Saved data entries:
==========

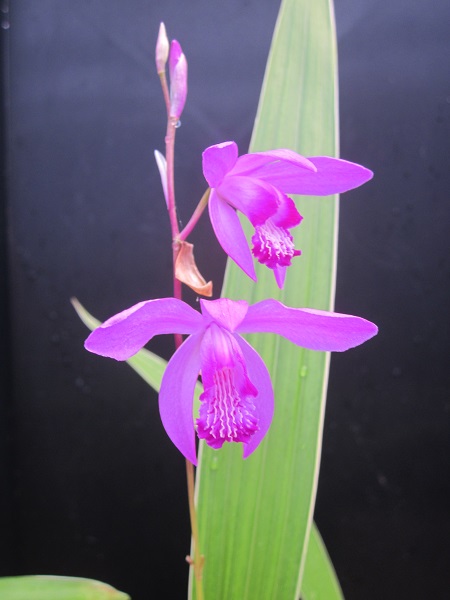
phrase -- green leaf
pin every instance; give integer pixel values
(319, 579)
(52, 587)
(255, 515)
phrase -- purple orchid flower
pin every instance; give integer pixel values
(257, 184)
(237, 402)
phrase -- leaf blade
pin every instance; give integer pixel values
(255, 516)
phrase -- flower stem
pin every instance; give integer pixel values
(195, 216)
(197, 561)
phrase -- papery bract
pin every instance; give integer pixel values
(256, 185)
(237, 402)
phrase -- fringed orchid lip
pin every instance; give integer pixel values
(238, 402)
(256, 185)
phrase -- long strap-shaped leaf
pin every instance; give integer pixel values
(52, 587)
(255, 516)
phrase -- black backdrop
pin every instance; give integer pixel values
(90, 484)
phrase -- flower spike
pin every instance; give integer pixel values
(256, 185)
(238, 402)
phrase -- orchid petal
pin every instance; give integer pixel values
(259, 374)
(230, 234)
(229, 314)
(177, 394)
(256, 199)
(312, 329)
(124, 334)
(218, 160)
(333, 176)
(162, 168)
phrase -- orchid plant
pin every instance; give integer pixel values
(237, 403)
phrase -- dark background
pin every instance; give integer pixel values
(91, 486)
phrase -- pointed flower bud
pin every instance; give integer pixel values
(178, 79)
(162, 49)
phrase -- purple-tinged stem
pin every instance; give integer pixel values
(195, 216)
(197, 562)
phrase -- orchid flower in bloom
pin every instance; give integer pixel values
(257, 184)
(237, 402)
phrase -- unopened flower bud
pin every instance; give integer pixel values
(178, 79)
(162, 49)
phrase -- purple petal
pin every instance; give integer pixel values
(177, 394)
(264, 402)
(333, 176)
(227, 313)
(256, 199)
(312, 329)
(273, 166)
(218, 160)
(124, 334)
(230, 234)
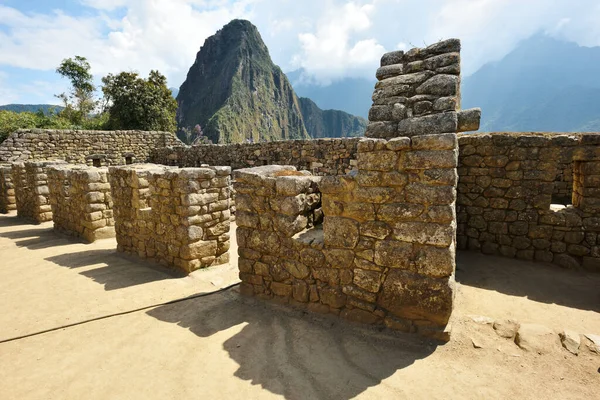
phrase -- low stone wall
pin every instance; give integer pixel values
(7, 190)
(31, 190)
(385, 253)
(506, 186)
(81, 201)
(321, 156)
(97, 148)
(177, 217)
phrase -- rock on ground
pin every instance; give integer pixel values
(570, 341)
(536, 338)
(506, 328)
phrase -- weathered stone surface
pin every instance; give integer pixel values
(506, 328)
(394, 254)
(402, 295)
(536, 338)
(389, 70)
(391, 58)
(440, 85)
(341, 232)
(407, 79)
(570, 340)
(429, 124)
(367, 280)
(468, 120)
(437, 262)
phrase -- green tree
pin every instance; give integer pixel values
(79, 102)
(137, 103)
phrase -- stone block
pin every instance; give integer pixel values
(411, 296)
(429, 124)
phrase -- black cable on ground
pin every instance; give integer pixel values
(195, 296)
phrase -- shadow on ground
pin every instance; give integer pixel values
(540, 282)
(31, 237)
(293, 353)
(113, 270)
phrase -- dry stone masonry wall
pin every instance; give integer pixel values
(102, 148)
(32, 192)
(386, 250)
(177, 217)
(81, 201)
(506, 186)
(7, 190)
(418, 93)
(385, 253)
(321, 156)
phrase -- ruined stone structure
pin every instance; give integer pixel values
(178, 217)
(31, 190)
(386, 250)
(81, 201)
(320, 156)
(7, 190)
(363, 228)
(506, 188)
(94, 148)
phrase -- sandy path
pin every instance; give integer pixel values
(49, 280)
(227, 346)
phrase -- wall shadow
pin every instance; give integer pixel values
(545, 283)
(114, 270)
(297, 354)
(32, 236)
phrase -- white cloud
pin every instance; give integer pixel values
(162, 34)
(330, 39)
(332, 50)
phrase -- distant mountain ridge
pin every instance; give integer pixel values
(544, 84)
(235, 93)
(352, 95)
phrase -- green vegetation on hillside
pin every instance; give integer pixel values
(46, 108)
(320, 123)
(236, 94)
(10, 121)
(129, 102)
(137, 103)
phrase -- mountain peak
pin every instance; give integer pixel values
(236, 94)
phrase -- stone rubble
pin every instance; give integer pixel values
(31, 190)
(7, 190)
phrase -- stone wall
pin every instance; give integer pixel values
(102, 148)
(7, 190)
(321, 156)
(505, 192)
(81, 201)
(385, 252)
(177, 217)
(31, 190)
(418, 93)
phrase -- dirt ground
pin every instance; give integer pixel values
(223, 345)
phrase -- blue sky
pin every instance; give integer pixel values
(330, 39)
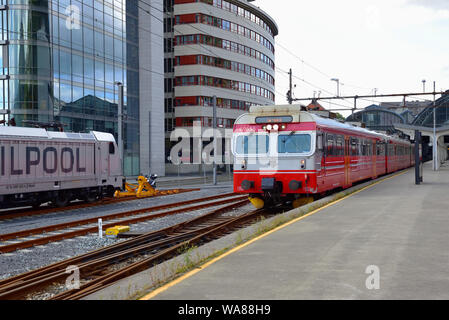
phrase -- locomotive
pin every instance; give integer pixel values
(283, 154)
(38, 166)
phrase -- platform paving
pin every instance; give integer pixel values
(394, 229)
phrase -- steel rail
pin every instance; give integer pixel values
(76, 233)
(18, 213)
(20, 286)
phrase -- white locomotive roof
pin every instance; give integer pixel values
(44, 134)
(303, 116)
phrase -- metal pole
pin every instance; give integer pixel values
(214, 101)
(120, 123)
(435, 142)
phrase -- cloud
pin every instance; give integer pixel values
(433, 4)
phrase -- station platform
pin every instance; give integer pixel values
(389, 241)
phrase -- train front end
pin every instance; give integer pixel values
(275, 158)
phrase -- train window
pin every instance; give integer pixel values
(296, 143)
(319, 142)
(252, 144)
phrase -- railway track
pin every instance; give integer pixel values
(103, 267)
(39, 236)
(27, 212)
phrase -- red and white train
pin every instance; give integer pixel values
(283, 154)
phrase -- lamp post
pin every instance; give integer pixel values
(120, 122)
(338, 85)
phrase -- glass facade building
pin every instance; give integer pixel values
(60, 60)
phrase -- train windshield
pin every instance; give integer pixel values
(252, 144)
(294, 143)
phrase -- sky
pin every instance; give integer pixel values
(390, 45)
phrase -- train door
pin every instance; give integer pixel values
(347, 161)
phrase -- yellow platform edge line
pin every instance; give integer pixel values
(207, 264)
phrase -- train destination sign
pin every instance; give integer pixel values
(69, 160)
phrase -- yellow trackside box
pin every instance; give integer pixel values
(114, 231)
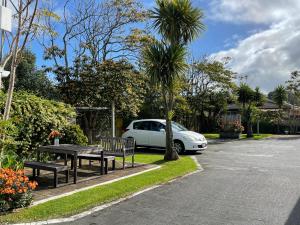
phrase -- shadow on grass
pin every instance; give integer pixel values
(294, 217)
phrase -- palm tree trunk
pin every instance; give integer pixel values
(249, 129)
(170, 153)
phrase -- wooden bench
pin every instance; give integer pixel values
(118, 147)
(97, 157)
(55, 168)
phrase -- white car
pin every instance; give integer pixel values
(151, 133)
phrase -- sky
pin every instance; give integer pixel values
(262, 38)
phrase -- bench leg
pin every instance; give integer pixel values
(55, 179)
(113, 164)
(106, 166)
(80, 163)
(72, 163)
(67, 176)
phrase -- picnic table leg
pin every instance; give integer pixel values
(75, 168)
(66, 159)
(102, 163)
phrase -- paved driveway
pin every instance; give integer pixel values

==========

## Task objective
Look above for the line with "phrase -- flower spike" and the line with "phrase -- purple-tinged stem". Write out those two lines and all the lines between them, exactly, and no others.

## Exercise answer
phrase -- flower spike
pin every instance; give integer pixel values
(256, 185)
(238, 402)
phrase -- orchid petal
pin every instance; give integer pixel values
(259, 374)
(230, 234)
(229, 314)
(177, 394)
(256, 199)
(312, 329)
(124, 334)
(218, 160)
(333, 176)
(162, 168)
phrase -- orchid plant
pin every instance; give integer pixel values
(237, 403)
phrase -- dark background
pin every instance; give integer pixel values
(91, 486)
phrase -- pointed flower bud
pin every instance; give integer pixel values
(178, 79)
(162, 49)
phrase -- purple-tinged stem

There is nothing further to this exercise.